§ What you have to do
Every record that follows should be printed verbatim.

== Input data

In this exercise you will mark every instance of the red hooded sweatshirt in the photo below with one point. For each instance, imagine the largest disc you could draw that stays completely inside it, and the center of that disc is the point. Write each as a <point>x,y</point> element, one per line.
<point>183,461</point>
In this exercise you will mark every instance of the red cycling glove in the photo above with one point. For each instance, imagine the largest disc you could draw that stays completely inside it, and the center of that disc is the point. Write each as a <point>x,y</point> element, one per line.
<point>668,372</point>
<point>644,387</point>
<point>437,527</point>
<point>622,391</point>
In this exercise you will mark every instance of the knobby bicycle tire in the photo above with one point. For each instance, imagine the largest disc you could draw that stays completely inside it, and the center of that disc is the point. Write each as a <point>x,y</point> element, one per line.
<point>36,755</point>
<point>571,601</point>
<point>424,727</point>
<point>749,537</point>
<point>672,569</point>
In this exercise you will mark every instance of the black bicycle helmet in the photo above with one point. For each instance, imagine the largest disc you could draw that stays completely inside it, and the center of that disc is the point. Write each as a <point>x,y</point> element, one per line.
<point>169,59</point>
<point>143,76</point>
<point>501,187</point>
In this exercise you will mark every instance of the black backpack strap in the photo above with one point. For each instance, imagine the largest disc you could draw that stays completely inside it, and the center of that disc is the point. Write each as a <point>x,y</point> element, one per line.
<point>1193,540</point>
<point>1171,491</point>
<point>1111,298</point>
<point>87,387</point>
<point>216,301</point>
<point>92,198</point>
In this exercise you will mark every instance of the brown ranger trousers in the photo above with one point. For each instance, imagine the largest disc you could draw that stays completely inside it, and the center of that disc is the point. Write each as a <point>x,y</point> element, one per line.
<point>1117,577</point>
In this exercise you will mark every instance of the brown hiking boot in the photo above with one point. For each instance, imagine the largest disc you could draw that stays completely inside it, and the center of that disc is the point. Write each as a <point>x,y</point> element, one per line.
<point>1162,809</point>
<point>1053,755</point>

====

§ Exercise output
In this exercise you will mark every instance of the red hooded sweatshirt in the photo below with one point. For each instance, imagine the largest disc you could draw that stays completely inside it, and the center of that disc is the point. Write each as a <point>x,y</point> element, one per line.
<point>183,461</point>
In this exercise you will mark every instance of the red cycling glove in the photo above with one point. For each instance, imagine the largest disc you could draw that stays completely inside it, and the center of that disc is the point. Write each as a <point>x,y</point> element, one per line.
<point>668,372</point>
<point>644,387</point>
<point>437,527</point>
<point>622,391</point>
In this exercise you will mark every instance of the knobby bicycle tire in the photo above with one point. For each instance, imagine the largest disc you could draw that stays completely inside it, and the center of that disc is the point. Write each as a <point>x,y</point> element, one per line.
<point>36,755</point>
<point>571,601</point>
<point>424,727</point>
<point>749,537</point>
<point>672,569</point>
In this exercise you will mark every instance of the black bicycle helmet in the photo above with one point. For each instance, imagine the largest disc you could draw that stays completely inside it, and the center of that disc is the point. Write each as a <point>x,y</point> element, one per line.
<point>169,59</point>
<point>143,76</point>
<point>501,187</point>
In this exercise you will mark every instance of the black backpack strap in the photo above with one point. For each instance, imagine the largest disc you could draw that stays completely inside it, and the center of that disc is the point. Write each as a <point>x,y</point> element, one per line.
<point>1193,540</point>
<point>1171,491</point>
<point>1111,298</point>
<point>87,387</point>
<point>216,301</point>
<point>92,198</point>
In this exercise you will mark every instance of the brown ranger trousers in the photo above with one point. For each instance, imagine the largest disc you could draw that stays completely inside it, and the center of that disc is the point. Write each as a <point>x,y</point> element, one per line.
<point>1117,577</point>
In this exercise you will mark every instance of the brown hiking boot in the photo above with one point. For each instance, imagine the largest disc you could draw that stays completely inside it, and the center of that disc is the point. Write each as a <point>x,y</point> element, one per line.
<point>1162,809</point>
<point>1053,755</point>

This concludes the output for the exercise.